Pointing dataset rows

++++++++++

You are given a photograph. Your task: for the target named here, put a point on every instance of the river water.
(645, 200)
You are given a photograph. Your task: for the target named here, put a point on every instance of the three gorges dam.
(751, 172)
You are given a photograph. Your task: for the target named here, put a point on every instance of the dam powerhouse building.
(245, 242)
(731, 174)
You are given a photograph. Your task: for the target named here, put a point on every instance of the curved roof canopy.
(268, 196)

++++++++++

◆ What needs to be done
Rewrite all the rows above, swapping every "put a point on" for "place a marker on" and leaving everything else unchanged.

◆ Problem solution
You are given a photograph. Your task: for the target named here, place a marker on every instance of the river water.
(645, 200)
You are given a photograph. Your task: for the target named here, place a marker on every instance of the three gorges dam.
(751, 172)
You are given a photograph. Your task: for the target named here, place a marker on every instance of the dam powerhouse building.
(245, 242)
(731, 174)
You are given a photograph. Your task: for the target named here, place a marker on every instance of the curved roof canopy.
(268, 196)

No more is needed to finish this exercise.